(DATASET ENTRIES):

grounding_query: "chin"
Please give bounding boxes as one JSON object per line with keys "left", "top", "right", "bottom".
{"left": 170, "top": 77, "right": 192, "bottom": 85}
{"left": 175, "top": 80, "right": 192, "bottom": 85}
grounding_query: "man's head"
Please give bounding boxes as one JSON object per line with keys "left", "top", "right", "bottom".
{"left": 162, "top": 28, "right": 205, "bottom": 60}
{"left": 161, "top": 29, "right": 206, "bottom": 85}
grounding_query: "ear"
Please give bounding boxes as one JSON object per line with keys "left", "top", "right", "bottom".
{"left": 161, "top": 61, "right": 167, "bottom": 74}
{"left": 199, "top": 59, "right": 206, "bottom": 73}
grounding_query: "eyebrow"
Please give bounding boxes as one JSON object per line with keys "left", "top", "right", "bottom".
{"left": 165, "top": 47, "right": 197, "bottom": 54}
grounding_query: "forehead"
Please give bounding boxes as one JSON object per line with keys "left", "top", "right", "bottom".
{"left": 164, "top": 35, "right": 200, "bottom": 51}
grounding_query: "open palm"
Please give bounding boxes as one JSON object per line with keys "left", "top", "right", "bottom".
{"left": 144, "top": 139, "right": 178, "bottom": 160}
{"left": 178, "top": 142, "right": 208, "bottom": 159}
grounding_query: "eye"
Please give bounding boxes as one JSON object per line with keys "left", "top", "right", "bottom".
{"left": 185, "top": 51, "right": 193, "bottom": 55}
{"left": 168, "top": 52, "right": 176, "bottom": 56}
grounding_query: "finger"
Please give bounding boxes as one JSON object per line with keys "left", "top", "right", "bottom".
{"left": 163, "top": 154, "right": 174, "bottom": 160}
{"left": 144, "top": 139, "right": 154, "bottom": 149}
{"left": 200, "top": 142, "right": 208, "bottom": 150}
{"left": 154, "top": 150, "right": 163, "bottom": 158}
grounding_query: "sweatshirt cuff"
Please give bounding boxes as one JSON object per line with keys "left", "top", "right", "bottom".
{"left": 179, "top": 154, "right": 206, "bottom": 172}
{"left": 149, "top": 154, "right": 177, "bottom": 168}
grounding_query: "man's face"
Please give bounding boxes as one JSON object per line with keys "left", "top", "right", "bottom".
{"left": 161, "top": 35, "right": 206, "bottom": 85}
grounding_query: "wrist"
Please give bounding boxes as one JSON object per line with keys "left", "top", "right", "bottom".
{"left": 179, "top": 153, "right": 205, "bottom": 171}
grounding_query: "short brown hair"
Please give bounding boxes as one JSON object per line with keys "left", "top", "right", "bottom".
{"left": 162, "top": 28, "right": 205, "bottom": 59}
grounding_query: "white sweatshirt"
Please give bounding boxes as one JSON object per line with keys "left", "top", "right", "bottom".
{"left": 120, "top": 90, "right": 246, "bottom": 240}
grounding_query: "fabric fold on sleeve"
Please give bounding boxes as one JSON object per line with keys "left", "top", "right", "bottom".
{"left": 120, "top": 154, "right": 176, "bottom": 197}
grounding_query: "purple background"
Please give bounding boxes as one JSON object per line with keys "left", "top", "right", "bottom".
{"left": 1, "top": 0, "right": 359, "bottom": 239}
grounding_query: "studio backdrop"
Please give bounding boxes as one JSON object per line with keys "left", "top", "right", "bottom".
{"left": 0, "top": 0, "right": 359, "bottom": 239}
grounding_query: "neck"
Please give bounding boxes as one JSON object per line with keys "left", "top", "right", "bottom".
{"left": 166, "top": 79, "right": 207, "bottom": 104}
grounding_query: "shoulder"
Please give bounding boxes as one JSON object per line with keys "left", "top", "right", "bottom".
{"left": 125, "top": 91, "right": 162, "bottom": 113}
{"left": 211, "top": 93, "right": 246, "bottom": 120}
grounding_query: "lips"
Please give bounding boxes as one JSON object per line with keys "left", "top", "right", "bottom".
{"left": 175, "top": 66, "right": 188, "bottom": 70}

(WHAT YOU ARE ASKED TO DO):
Filter the listing above for lines with the word "sweatshirt", and copy each one you find.

(ANSWER BELOW):
grounding_query: "sweatshirt cuff"
grounding_query: "white sweatshirt"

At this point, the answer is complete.